**MATERIAL FOR THIS TASK**
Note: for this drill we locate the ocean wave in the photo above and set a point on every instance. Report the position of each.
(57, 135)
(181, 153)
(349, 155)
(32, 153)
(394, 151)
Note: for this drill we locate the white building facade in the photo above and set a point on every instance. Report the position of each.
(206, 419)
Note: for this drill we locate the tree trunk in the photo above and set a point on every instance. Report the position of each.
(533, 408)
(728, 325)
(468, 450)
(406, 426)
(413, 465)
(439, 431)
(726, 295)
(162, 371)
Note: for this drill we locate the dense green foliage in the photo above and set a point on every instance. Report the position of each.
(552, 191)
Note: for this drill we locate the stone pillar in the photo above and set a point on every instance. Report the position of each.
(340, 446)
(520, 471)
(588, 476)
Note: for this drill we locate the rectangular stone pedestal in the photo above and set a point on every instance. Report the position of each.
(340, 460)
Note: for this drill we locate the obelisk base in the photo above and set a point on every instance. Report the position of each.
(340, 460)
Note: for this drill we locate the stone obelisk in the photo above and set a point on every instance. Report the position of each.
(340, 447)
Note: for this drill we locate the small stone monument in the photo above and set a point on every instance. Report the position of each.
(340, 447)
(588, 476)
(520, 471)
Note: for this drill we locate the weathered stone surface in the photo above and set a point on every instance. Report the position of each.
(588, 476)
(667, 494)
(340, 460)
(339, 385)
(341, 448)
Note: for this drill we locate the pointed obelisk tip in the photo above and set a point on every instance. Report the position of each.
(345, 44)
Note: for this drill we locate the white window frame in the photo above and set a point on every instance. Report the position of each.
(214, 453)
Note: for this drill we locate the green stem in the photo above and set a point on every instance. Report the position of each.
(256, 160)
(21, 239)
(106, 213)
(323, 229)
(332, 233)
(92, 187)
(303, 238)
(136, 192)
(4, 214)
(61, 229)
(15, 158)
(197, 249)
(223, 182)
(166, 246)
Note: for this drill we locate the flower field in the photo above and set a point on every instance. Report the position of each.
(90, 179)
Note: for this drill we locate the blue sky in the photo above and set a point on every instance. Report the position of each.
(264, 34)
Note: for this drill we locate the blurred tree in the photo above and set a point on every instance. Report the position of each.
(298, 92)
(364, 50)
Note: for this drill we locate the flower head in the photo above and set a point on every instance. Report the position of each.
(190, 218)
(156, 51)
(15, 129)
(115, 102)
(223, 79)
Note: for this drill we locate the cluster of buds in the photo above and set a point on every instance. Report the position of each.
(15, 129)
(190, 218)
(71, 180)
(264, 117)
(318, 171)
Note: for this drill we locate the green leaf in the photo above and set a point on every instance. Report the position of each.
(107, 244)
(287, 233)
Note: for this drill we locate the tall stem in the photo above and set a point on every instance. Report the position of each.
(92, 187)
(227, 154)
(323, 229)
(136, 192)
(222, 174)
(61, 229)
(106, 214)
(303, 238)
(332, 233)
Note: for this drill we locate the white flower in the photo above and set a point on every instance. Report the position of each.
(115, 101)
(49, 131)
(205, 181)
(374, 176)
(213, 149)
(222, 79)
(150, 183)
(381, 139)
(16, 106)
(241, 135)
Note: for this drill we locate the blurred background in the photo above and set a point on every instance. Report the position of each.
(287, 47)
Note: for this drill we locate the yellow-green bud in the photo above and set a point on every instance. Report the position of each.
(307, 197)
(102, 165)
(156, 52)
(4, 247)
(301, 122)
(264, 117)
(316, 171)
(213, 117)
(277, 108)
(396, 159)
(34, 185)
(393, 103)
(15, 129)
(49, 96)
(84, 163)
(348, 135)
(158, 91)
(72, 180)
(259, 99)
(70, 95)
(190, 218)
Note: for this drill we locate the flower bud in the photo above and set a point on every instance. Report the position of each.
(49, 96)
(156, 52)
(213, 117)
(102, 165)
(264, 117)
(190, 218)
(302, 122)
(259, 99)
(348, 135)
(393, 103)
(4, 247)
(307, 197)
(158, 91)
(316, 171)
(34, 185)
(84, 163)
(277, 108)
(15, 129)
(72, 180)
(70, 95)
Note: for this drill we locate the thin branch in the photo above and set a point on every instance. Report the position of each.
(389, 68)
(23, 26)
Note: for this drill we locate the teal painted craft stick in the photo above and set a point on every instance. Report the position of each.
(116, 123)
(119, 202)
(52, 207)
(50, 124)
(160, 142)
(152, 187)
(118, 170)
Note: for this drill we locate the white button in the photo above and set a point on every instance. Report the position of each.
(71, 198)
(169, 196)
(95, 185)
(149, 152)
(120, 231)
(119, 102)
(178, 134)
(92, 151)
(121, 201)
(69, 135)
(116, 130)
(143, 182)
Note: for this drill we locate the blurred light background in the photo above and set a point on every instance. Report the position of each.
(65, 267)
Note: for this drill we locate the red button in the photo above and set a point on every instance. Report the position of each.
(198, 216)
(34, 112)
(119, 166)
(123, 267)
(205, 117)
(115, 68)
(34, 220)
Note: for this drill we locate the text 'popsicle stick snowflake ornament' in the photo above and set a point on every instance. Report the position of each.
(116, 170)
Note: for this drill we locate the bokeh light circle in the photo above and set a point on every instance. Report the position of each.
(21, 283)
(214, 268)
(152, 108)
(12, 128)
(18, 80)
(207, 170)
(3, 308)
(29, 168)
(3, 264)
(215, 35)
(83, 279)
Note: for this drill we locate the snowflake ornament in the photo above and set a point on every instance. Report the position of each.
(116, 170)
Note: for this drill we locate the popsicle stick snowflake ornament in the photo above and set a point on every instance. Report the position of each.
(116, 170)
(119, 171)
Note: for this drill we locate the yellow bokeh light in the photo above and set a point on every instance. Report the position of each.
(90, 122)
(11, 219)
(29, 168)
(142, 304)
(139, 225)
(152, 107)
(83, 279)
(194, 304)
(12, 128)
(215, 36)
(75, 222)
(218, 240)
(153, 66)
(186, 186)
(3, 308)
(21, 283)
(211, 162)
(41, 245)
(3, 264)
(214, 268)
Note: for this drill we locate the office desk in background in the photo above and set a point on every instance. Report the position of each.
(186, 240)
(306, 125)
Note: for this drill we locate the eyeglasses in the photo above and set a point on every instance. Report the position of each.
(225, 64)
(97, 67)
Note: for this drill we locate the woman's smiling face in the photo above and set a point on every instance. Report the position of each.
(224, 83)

**REQUIRED ACTION**
All records should be returned verbatim, none left out.

**ANSWER SECTION**
Note: for this drill we locate the ocean wave in the photo above and set a point on every instance. Report the position of each.
(57, 135)
(181, 153)
(349, 155)
(32, 153)
(394, 151)
Note: for this drill we locate the white building facade in the photo above and set a point on every instance. Report the position of each.
(206, 419)
Note: for this drill we locate the tree trunk in the photo above and set a point on every instance. Report the position of each.
(533, 408)
(728, 325)
(468, 450)
(406, 426)
(413, 465)
(439, 431)
(726, 295)
(162, 371)
Note: for this drill we locate the dense green foliage in the photo above and set a point on every instance. Report the position of each.
(552, 191)
Note: for this drill we locate the stone pillar in the photo above and set a point on every instance. Report the position of each.
(340, 446)
(520, 471)
(588, 476)
Note: for this drill we locate the rectangular stone pedestal in the photo above and set a point on every instance. Report the position of each.
(340, 460)
Note: for this drill we locate the obelisk base in the photo above and set a point on every instance. Report the position of each.
(340, 460)
Note: for this drill we locate the stone obelisk in the photo above and set a point on every instance. Report the position of each.
(340, 447)
Note: for this drill we locate the small stone monument in the photo above and set a point on every instance. Report the position of each.
(340, 447)
(588, 476)
(520, 471)
Note: for this drill we locate the weathered stone surface in the photo above and set a point on every instance. Report the position of each.
(588, 476)
(667, 494)
(340, 460)
(339, 385)
(341, 448)
Note: for this drill we locate the pointed obelisk tip in the photo above and set a point on every instance. Report the position of each.
(345, 44)
Note: for this drill we locate the white window frame in the photo above and set a point on every instance. Report the position of each.
(214, 453)
Note: for this drill we locate the green stem in the photo above and set a point on every instance. Report the position of each.
(256, 160)
(21, 239)
(106, 213)
(323, 229)
(332, 233)
(92, 187)
(303, 238)
(136, 192)
(4, 214)
(61, 229)
(15, 158)
(197, 249)
(223, 182)
(166, 246)
Note: for this drill we locate the flower field in the photo above and set a point on every instance. Report the position of each.
(90, 179)
Note: for this drill we locate the blue sky in the photo above and set a point on every instance. Report the position of each.
(264, 34)
Note: for this drill we locate the blurred tree in the photo above and set a point on every instance. Report the position of each.
(298, 92)
(364, 50)
Note: for this drill we locate the flower head in the photo above and set a point on every instance. Report the position of each.
(190, 218)
(156, 51)
(15, 129)
(115, 102)
(223, 79)
Note: for this drill we locate the cluster of buds in the photo above and set a point on every instance. Report the position of each.
(15, 129)
(190, 218)
(71, 180)
(264, 117)
(318, 171)
Note: for this drill we locate the green leaf in the photo above and set a point on every instance. Report the position of each.
(107, 244)
(287, 233)
Note: for this drill we locate the tall stem in the photo above and set a point on every instance. Report the position of each.
(92, 187)
(227, 154)
(323, 229)
(136, 192)
(222, 174)
(61, 229)
(106, 214)
(303, 238)
(332, 233)
Note: for this drill we locate the white flower in the photo above and set a point on every instance. Report the position of each.
(115, 101)
(49, 131)
(205, 181)
(374, 176)
(213, 149)
(222, 79)
(150, 183)
(381, 139)
(16, 106)
(241, 135)
Note: for this drill we locate the blurred background in the photo above and set a point on every instance. Report the position of each.
(287, 47)
Note: for this drill we locate the yellow-green bud in the photo above and set a point on every instance. Report the position of each.
(307, 197)
(102, 165)
(156, 52)
(4, 247)
(301, 122)
(264, 117)
(316, 171)
(213, 117)
(277, 108)
(396, 159)
(34, 185)
(393, 103)
(15, 129)
(49, 96)
(84, 163)
(348, 135)
(158, 91)
(72, 180)
(259, 99)
(70, 95)
(190, 218)
Note: for this drill we locate the flower bud in the photo above and set a point on every instance. Report the position of each.
(49, 96)
(156, 52)
(213, 117)
(102, 165)
(264, 117)
(190, 218)
(302, 122)
(259, 99)
(348, 135)
(393, 103)
(4, 247)
(307, 197)
(158, 91)
(316, 171)
(34, 185)
(84, 163)
(277, 108)
(15, 129)
(72, 180)
(70, 95)
Note: for this drill we locate the thin branch in the photo above and set a point on every instance. Report the position of each.
(389, 68)
(23, 26)
Note: for this drill we locate the teal painted craft stick in the photo above and set a point on every instance. Report the position of each.
(116, 123)
(119, 202)
(52, 207)
(50, 124)
(160, 142)
(152, 187)
(118, 170)
Note: for this drill we locate the white button in the photo above and set a point on every instance. Report the position of each.
(71, 198)
(169, 196)
(95, 185)
(149, 152)
(120, 231)
(119, 102)
(178, 134)
(92, 151)
(121, 201)
(69, 135)
(116, 130)
(143, 182)
Note: for this drill we locate the blurred light background in the photo above and set a point on every instance. Report the position of each.
(65, 267)
Note: for this drill we locate the red button in the photo above and set a point on every instance. Report the position of each.
(198, 216)
(34, 112)
(119, 166)
(123, 267)
(205, 117)
(115, 68)
(34, 220)
Note: for this drill we locate the text 'popsicle stick snowflake ornament' in the photo above and set a point on every instance. Report the position of each.
(116, 170)
Note: for this drill we locate the bokeh light circle in the photo above and set a point on every instance. Report the position of each.
(21, 283)
(214, 268)
(152, 108)
(12, 128)
(18, 80)
(207, 170)
(3, 308)
(29, 168)
(3, 264)
(215, 35)
(83, 279)
Note: for this drill we locate the snowflake ornament in the photo above and set a point on every instance. Report the position of each.
(116, 170)
Note: for this drill we locate the popsicle stick snowflake ornament in the photo above and set a point on every instance. Report the position of each.
(116, 170)
(119, 171)
Note: for this drill we locate the yellow bokeh light in the photo above and set a point on every instance. Report the position of each.
(90, 122)
(11, 219)
(29, 168)
(142, 304)
(139, 225)
(152, 107)
(83, 279)
(194, 304)
(12, 128)
(215, 36)
(75, 222)
(218, 240)
(153, 66)
(186, 186)
(3, 308)
(21, 283)
(211, 162)
(41, 245)
(3, 264)
(214, 268)
Note: for this drill we locate the office desk in background in the photo above and set a point on every instance. Report the position of each.
(186, 240)
(306, 125)
Note: for this drill we locate the eyeglasses in the photo above and set a point on every instance. Report the position of each.
(225, 64)
(97, 67)
Note: for this drill we locate the woman's smiling face in the photo above and set a point on every instance. Report the position of each.
(224, 83)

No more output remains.